> [Текст для чтения]
---

Сегодня у меня была собака. Нет, мне её не давали поносить, и она не приходила ко мне в гости. Я сам к ней пришел. Взял удочки и пошёл ловить рыбу подальше от деревни. Если пройти километра три от моего дома вниз по течению Оки, то как раз придёшь к старой барже, вытащенной на берег. Там хорошее, тихое место. В этой самой барже собака и живет. Рыбаки её подкармливают, а когда не подкармливают… она и сама стащит. Но совесть имеет — тащит только закуску. Чтобы бутылку взять — это ни-ни. Она давно возле рыбаков крутится — понимает, что к чему. Откликается на любую кличку. Даже когда и не зовешь её вовсе. Придет и смотрит. Собаке отказать трудно. Если бы я умел так смотреть, как она — мне бы никогда ни в чём не отказывали. Даже самые краси… Ну, да я не о том. Дал я ей кусок колбасы, который собирался немного поджарить на углях. Потом ещё один. Когда колбасы не осталось, я открыл банку шпрот. Запил пивом съеденные ею шпроты и пять сдобных сухарей с изюмом.
Вязники
Жара такая, что на асфальте отпечатываются даже воробьиные следы. В центре уездного города Вязники, на Соборной площади… нет никакого собора. То есть он сначала был и очень красивый, а потом решили ему не быть никогда и разрушили его до основания, чтобы затем из обломков построить дивный новый мир. С новым миром, однако, получилось как-то не очень, если не сказать чтоб совсем. Впрочем, обломки старого добросовестно растащили по своим тесным и неновым, зато отдельным миркам. Словом, что тут рассказывать — история самая обычная. Таких историй у нас… Недавно, однако, наскучив старым новым миром, опять решили собору быть. Ну, если не всему собору, то хотя бы колокольне. Ну, если не колокольне, то хотя бы памятному камню с блестящей металлической табличкой, на которой написано, что колокольне и собору быть. А пока ни колокольни, ни собора нет, перед камнем нахально разлилась большая лужа, посреди которой стоит одуревшая от жары бездомная лохматая собака. Она стоит и думает быть свиньей, чтобы плюхнуться в прохладную лужу и лежать, лежать… Зарекся я писать предисловия — никогда ничего путного из них не выходит. Непременно вылезет какая-нибудь свинья, которая хоть и собака, но… Уйдем от нее поскорее и по улице Третьего Интернационала, бывшей Большой Благовещенской, дойдем до большого и старинного купеческого дома с колоннами, в котором помещается краеведческий музей.

---

Данные точечной разметки:
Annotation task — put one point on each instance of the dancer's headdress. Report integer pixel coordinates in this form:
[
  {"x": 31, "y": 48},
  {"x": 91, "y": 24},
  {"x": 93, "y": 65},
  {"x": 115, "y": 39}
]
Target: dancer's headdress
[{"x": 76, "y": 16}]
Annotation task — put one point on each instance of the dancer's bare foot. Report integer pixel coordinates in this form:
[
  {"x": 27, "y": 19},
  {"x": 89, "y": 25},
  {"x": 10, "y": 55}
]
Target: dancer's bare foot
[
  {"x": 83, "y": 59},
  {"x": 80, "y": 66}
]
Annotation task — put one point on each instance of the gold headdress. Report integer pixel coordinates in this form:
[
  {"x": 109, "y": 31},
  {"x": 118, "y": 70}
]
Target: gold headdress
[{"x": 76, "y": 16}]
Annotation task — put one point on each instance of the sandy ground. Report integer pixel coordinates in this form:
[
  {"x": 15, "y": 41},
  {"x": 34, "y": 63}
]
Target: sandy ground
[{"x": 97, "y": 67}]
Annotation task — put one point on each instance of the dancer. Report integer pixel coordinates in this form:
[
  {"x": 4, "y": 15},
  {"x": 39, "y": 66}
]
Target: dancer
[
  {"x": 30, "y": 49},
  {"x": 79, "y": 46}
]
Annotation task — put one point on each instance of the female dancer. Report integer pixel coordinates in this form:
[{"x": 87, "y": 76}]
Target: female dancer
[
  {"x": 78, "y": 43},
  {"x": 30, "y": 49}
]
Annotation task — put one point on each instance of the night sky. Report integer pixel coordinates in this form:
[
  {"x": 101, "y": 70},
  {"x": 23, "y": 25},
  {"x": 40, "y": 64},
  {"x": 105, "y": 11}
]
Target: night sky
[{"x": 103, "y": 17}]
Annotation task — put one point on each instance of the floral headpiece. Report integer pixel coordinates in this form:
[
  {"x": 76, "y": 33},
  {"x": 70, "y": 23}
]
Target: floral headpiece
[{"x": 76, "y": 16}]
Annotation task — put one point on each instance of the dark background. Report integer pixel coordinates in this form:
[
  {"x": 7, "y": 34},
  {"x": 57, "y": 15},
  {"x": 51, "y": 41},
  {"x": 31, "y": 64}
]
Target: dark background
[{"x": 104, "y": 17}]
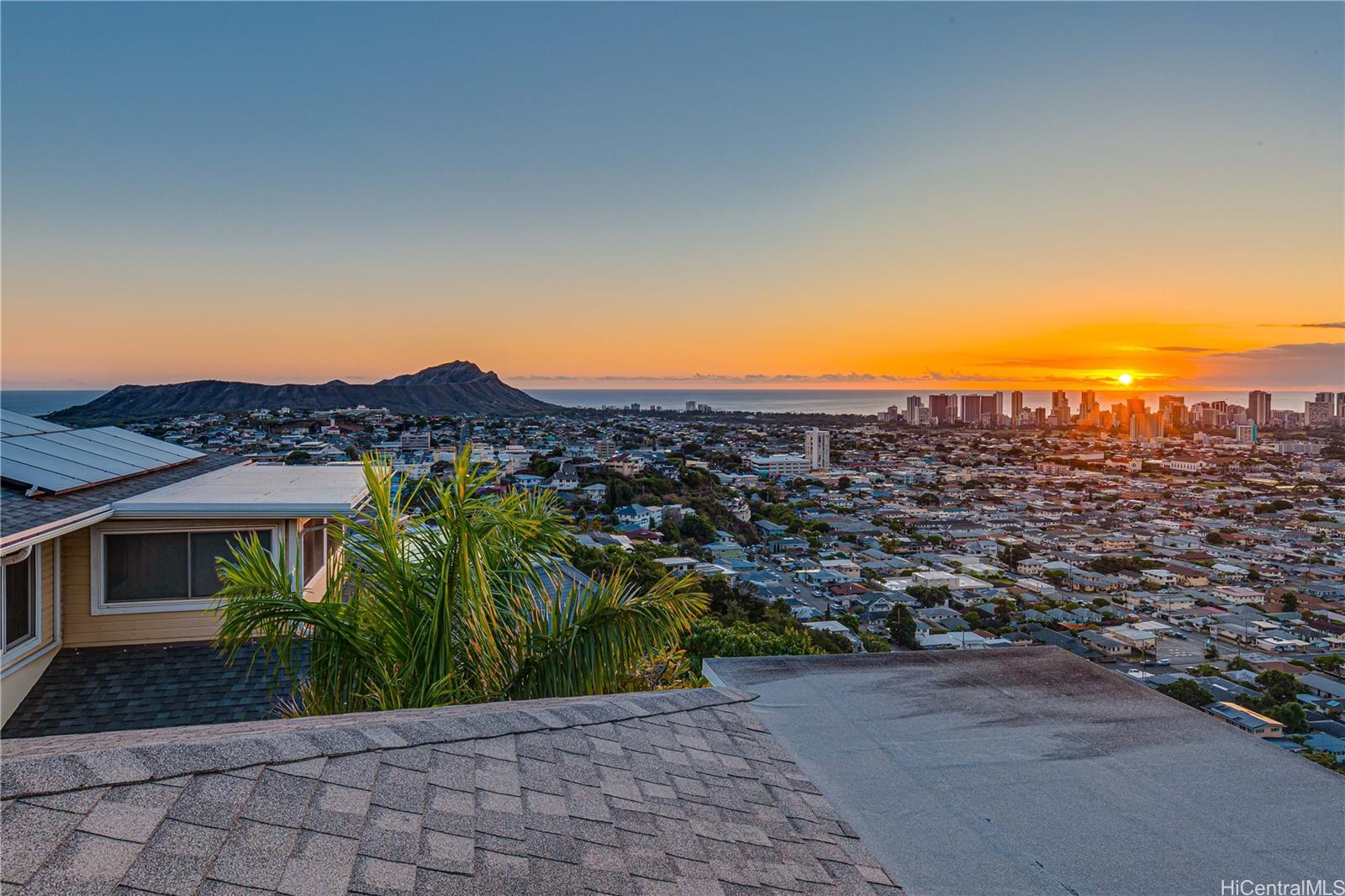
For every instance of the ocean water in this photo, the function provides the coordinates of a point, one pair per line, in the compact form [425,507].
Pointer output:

---

> [Задание 1] Перенесите записи со строки с "of the dark" до последней строки записей включительно вместе с запросами, прибавив −64 к каждой координате в ответах. Запросы и образцы формата не меняйте, а картинки в ответ не включайте.
> [Задание 2] Продолжите рассказ о Вязниках с того места, на котором он заканчивается.

> [Ответ 1]
Annotation task — put one point on each instance of the dark background. Report integer pixel coordinates in this form:
[
  {"x": 7, "y": 34},
  {"x": 57, "y": 15},
  {"x": 51, "y": 41},
  {"x": 31, "y": 64}
]
Target: dark background
[{"x": 40, "y": -47}]
For every instance of the ocean water in this photo, the function provides the coordinates of a point, one pair per line, in the compact form [425,507].
Pointer output:

> [Ответ 2]
История Вязников, как и всякая уважающая себя история провинциального русского города, начинается с бивня мамонта. Вот его-то как раз в музее и не оказалось. Экскурсовод, однако, клятвенно меня заверил, что он есть, но лежит в фондах. Мало того, кроме бивня есть еще два огромных зуба в таком хорошем состоянии, что хоть сейчас ими жуй. Бог с ним, с этим бивнем. Его с успехом заменяет чучело волка, которому восемьдесят пят лет. Не волку, конечно, а чучелу. Вместе-то им и вовсе за сто. Они еще застали расцвет Вязников с их богатыми льнопромышленниками, с их… Но не будем забегать вперед.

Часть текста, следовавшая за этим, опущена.